THE PROBLEM
Rewrite every line below, including the requests, so that each point coordinate in the answers is multiplied by 1.6 and rounded to the nearest whole number, with halves rounded up. Leave all other numbers, including the format samples, unchanged.

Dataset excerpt
━━━━━━━━

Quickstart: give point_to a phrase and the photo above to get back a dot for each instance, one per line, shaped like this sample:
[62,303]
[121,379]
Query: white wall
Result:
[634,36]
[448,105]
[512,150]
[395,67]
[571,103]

━━━━━━━━

PROBLEM SOLUTION
Quickstart: give point_to a phrase and the photo above to get back a dot for each instance, one per line, shaped like this sample:
[62,303]
[121,379]
Query: white wall
Result:
[1014,58]
[717,168]
[819,240]
[632,107]
[914,165]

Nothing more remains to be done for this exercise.